[Records from a data source]

----------

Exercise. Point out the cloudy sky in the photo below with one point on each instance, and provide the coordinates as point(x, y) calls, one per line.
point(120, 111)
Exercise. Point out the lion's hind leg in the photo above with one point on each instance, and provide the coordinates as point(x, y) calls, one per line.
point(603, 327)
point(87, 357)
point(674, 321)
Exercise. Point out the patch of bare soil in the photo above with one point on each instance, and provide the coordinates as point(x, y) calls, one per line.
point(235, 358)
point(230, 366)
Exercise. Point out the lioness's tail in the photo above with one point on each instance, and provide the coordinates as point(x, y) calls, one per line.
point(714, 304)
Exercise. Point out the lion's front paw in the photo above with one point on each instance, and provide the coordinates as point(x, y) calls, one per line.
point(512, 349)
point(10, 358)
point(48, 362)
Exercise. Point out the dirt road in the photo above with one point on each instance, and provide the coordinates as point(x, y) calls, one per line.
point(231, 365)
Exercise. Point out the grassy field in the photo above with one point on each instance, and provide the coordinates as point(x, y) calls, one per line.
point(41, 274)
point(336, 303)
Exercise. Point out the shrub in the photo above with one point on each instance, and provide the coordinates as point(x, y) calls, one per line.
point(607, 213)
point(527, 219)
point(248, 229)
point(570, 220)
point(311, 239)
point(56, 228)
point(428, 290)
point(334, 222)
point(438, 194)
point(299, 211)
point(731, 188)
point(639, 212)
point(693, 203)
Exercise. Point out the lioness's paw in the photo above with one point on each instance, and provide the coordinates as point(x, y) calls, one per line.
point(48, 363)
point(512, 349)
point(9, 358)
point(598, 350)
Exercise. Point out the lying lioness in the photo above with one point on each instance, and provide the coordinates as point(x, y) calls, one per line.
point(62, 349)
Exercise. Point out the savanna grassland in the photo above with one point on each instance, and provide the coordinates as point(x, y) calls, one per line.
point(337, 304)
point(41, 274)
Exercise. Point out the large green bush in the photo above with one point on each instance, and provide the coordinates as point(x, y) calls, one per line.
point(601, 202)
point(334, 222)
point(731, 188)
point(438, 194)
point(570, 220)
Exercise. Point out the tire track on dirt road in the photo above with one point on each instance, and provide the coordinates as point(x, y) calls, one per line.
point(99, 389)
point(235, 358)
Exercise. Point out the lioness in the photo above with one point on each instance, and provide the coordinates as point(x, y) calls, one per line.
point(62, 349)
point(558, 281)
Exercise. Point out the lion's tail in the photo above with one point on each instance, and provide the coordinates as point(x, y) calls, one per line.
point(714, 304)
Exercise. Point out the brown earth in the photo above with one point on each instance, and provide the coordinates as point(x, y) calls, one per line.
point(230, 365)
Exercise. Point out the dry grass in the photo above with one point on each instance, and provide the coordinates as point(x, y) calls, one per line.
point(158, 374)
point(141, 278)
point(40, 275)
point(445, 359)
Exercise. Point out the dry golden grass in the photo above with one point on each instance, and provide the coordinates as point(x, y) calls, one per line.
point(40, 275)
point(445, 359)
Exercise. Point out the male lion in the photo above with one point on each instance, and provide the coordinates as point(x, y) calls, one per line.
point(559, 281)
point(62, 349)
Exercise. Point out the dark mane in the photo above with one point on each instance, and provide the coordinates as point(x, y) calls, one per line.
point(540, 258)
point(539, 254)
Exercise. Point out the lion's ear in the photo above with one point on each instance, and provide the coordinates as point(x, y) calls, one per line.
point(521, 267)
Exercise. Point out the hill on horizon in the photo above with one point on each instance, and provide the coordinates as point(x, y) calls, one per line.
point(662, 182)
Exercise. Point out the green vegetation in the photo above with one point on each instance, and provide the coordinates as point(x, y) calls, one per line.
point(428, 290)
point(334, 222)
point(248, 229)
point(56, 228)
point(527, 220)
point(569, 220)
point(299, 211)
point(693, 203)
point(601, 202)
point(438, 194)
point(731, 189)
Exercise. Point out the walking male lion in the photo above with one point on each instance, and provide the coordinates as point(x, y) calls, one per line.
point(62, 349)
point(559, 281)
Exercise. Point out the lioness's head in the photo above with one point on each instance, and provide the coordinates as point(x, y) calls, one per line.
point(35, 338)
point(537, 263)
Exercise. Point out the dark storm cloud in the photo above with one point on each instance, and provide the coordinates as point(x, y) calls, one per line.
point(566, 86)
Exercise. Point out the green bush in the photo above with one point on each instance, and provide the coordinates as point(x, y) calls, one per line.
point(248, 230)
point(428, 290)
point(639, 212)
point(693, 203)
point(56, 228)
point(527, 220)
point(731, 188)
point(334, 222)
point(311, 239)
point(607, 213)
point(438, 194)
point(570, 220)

----------

EXERCISE INSTRUCTIONS — The response should consist of every record, written out exactly as given.

TASK RESULT —
Exercise. Point out the cloudy sky in the photo below with one point on each instance, and provide the coordinates as point(x, y) calls, one per line.
point(120, 111)
Exercise. Point out the lion's hind leg in the photo above with one point on each instance, and provide the coordinates as point(x, y) calls, one per line.
point(603, 327)
point(87, 357)
point(674, 321)
Exercise. Point out the patch of bare soil in the photo above with one point on each instance, and provide the coordinates as point(x, y) calls, one per line.
point(235, 358)
point(230, 366)
Exercise. Point out the lioness's tail in the photo above with one point on each instance, and provide the coordinates as point(x, y) calls, one per line.
point(714, 304)
Exercise. Point out the lion's front paw in the photo above with one point on each instance, and provide the coordinates as point(x, y) calls, one per line.
point(512, 349)
point(10, 358)
point(48, 362)
Exercise. Point out the dirt road in the photo above with one point on each instance, and provide the coordinates as point(x, y) calls, one per line.
point(231, 365)
Exercise. Point out the grassy field in the photo above with one point on each instance, and provide the coordinates as point(x, y) calls, one per line.
point(41, 274)
point(336, 303)
Exercise. Point out the shrub in the photo above with one point on each instance, and provide the coordinates as point(x, y) calls, one per line.
point(607, 213)
point(527, 219)
point(248, 229)
point(570, 220)
point(311, 239)
point(56, 228)
point(428, 290)
point(334, 222)
point(438, 194)
point(299, 211)
point(731, 188)
point(639, 212)
point(693, 203)
Exercise. Point out the lioness's paw in the photo above with one point on each instance, and provide the coordinates as point(x, y) calls, one per line.
point(48, 363)
point(512, 349)
point(9, 358)
point(598, 350)
Exercise. Point out the lying lioness in the photo above with one point on each instance, and provide the coordinates as point(x, y) calls, one per line.
point(62, 349)
Exercise. Point out the savanna grassland in the photo above with one point on each instance, and provide the coordinates as point(x, y) calls, one per line.
point(337, 304)
point(41, 274)
Exercise. Point out the large green bush in the photo above with one point on each instance, and provide the coordinates as point(x, y) calls, one per line.
point(601, 202)
point(334, 222)
point(731, 188)
point(438, 194)
point(570, 220)
Exercise. Point out the tire track on dirt road in the photo above with one point on each instance, and provide the coordinates as point(x, y) calls, one per line.
point(99, 389)
point(235, 358)
Exercise. Point out the lioness in the photo above with one point on each instance, and provide the coordinates as point(x, y) calls, one per line.
point(62, 349)
point(558, 281)
Exercise. Point out the lion's tail in the photo above with one point on each instance, and provide the coordinates as point(x, y) calls, one per line.
point(714, 304)
Exercise. Point out the brown earth in the photo above with one point on each instance, and provide the coordinates as point(x, y) calls, one per line.
point(230, 365)
Exercise. Point out the dry grass in the photo above with one point on each instance, and provide the coordinates as point(x, y) calls, one per line.
point(158, 374)
point(141, 278)
point(40, 275)
point(445, 359)
Exercise. Point out the dry golden grass in the photo above with one point on each instance, and provide the coordinates as point(x, y) calls, one per line.
point(40, 275)
point(445, 359)
Exercise. Point out the male lion in the photo above with one point on each instance, and provide the coordinates as point(x, y) calls, one per line.
point(559, 281)
point(62, 349)
Exercise. Point out the dark mane in the photo above with one point on each instance, and provide the coordinates as point(x, y) calls, one per line.
point(540, 258)
point(539, 254)
Exercise. Point out the lion's ear in the photo above with one point on each instance, and provide the coordinates as point(x, y) calls, one per line.
point(521, 267)
Exercise. Point out the hill on horizon in the photo above with one point on each instance, and provide the coordinates as point(x, y) calls, one per line.
point(662, 182)
Exercise. Point out the green vegetation in the photo above with one point on each instance, and provide the coordinates as point(x, y) calls, one per line.
point(428, 290)
point(334, 222)
point(248, 229)
point(56, 228)
point(527, 220)
point(569, 220)
point(299, 211)
point(693, 203)
point(601, 202)
point(438, 194)
point(731, 189)
Exercise. Point out the walking male lion in the photo above with one point on each instance, and provide the coordinates as point(x, y) calls, one per line.
point(62, 349)
point(559, 281)
Exercise. Point out the lioness's head in the photo above with one point on each instance, and provide the coordinates as point(x, y) calls, one per line.
point(35, 338)
point(537, 263)
Exercise. Point out the dark storm cloud in the photo above with one point on each instance, and provide the coordinates as point(x, y) calls, one per line.
point(566, 86)
Exercise. Point out the green bush in the photo above with one point on each instance, and provide the coordinates as point(x, y) calls, one per line.
point(248, 230)
point(428, 290)
point(639, 212)
point(693, 203)
point(56, 228)
point(527, 220)
point(731, 188)
point(334, 222)
point(311, 239)
point(607, 213)
point(438, 194)
point(570, 220)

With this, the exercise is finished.